WHAT YOU ARE ASKED TO DO
Give the items below as a two-column CSV with the header instruction,keypoints and one row per item. Put each item's text in the instruction column and its answer in the keypoints column, each in a single quoted field with line breaks replaced by spaces.

RECORDS FOR THIS EXERCISE
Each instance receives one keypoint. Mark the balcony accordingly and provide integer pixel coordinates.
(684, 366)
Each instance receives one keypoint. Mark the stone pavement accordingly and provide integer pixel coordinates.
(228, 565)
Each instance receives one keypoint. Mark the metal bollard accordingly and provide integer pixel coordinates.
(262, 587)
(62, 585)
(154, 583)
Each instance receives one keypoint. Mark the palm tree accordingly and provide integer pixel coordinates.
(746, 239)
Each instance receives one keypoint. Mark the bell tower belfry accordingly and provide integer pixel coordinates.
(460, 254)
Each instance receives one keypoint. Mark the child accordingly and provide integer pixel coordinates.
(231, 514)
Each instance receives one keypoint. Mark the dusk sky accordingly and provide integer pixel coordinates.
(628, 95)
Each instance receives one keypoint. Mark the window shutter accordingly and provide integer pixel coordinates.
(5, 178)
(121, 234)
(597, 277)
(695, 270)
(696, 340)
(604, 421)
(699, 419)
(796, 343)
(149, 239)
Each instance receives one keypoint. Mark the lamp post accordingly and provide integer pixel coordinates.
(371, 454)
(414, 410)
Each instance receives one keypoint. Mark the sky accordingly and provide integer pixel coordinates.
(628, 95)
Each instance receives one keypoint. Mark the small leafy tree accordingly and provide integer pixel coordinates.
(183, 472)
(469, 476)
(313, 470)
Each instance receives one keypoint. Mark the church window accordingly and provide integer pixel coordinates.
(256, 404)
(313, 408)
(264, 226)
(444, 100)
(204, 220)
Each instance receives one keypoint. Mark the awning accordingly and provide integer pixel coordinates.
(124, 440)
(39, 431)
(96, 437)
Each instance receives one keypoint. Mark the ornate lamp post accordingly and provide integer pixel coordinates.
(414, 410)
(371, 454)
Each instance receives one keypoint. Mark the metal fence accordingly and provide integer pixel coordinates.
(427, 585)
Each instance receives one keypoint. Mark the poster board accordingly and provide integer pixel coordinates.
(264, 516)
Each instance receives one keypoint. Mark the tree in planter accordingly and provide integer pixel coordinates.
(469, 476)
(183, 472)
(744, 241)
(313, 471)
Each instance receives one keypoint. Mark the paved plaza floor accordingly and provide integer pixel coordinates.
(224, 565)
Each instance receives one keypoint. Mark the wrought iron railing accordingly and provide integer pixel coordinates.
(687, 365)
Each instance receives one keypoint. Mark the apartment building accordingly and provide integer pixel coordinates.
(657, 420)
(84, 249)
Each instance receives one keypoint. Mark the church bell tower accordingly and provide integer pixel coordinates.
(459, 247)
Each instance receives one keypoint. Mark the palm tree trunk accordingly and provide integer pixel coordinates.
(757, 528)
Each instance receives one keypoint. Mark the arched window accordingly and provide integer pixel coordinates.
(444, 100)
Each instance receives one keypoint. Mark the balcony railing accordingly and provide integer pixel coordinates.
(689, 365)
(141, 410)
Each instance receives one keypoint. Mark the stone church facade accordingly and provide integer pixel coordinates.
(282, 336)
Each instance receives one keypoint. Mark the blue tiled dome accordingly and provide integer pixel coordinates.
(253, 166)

WRITTEN SOLUTION
instruction,keypoints
"Each instance receives one keypoint. Mark the balcony accordingly and provide integer pixel coordinates.","(684, 366)"
"Each instance receives one keypoint. Mark the stone pavement accordingly and provide integer pixel coordinates.","(228, 565)"
"Each instance receives one keypoint. Mark the metal bollard accordingly and provide integer pixel coordinates.","(262, 587) (62, 585) (154, 583)"
"Each instance receives one keypoint. Mark the palm tree accordingly and provide integer pixel coordinates.","(746, 239)"
"Each instance receives one keypoint. Mark the bell tower belfry accordingly and provide integer pixel coordinates.","(460, 254)"
"Each instance receives one keypoint. Mark the child accordingly and provide integer pixel coordinates.","(231, 514)"
"Each instance receives one keypoint. Mark the dusk sky accordingly and provide integer pixel coordinates.","(628, 95)"
"Each instance receives one keypoint. Mark the window shutter accordingly and provide integer pixel coordinates.","(5, 178) (121, 234) (597, 277) (695, 270) (696, 340) (604, 421) (699, 419) (796, 343) (149, 239)"
"Each instance receives one keypoint. Mark the lamp post accordingly and provide integer pixel coordinates.","(371, 454) (414, 410)"
"Each instance receives one keypoint. Mark the sky accordingly and provide integer pixel coordinates.","(628, 95)"
"Each instance receives one keypoint. Mark the small leafy tree accordingly and provide integer pixel coordinates.","(183, 472) (469, 476) (313, 470)"
"Each instance receives one keypoint. Mark the church window accordingly and provide integer pixel coordinates.","(256, 404) (313, 408) (264, 226) (444, 100) (204, 220)"
"Each instance receives one keypoint. Mark the awning accordingly and provide integer pixel coordinates.","(124, 440) (39, 431) (96, 437)"
"Each instance receives one keypoint. Mark the ornate lamp post accordingly and provide integer pixel coordinates.","(414, 410) (371, 454)"
"Each instance receives one keypoint. Mark the metal fence accordingly and provide integer pixel coordinates.","(427, 585)"
"Each instance receives one keypoint. Mark the poster board accordingly and provide integer pixel coordinates.","(264, 516)"
"Each instance receives one keypoint. Mark the tree in planter accordingly and provide integer pixel coordinates.","(469, 476) (183, 472) (744, 241) (313, 471)"
"Each instance receives one keypoint. Mark the paved plaza floor accordingly and provide integer pixel coordinates.","(224, 565)"
"Each instance receives one keypoint. Mark the wrought iron railing accordingly and provide integer pixel coordinates.","(687, 365)"
"Each instance receives one keypoint. Mark the apartment building accordingly and provide integer pixel coordinates.","(657, 420) (84, 249)"
"Each instance receives one keypoint. Mark the church bell tower accordingly and provide integer pixel coordinates.","(459, 247)"
"Each instance receives one keypoint. Mark the palm tree trunk accordingly and provide integer pixel coordinates.","(757, 528)"
"Each instance receives one keypoint. Mark the arched window accordingly and provide integer pixel coordinates.","(444, 100)"
"Each instance receives one keypoint. Mark the balcony railing accordingly and provide integer pixel coordinates.","(689, 365) (141, 410)"
"Each instance receives one keypoint. Mark the stone church facade accordingly and provide integer pixel coordinates.","(282, 336)"
"Each instance receives one keypoint. Mark the blue tiled dome accordingly and provide integer pixel coordinates.","(253, 166)"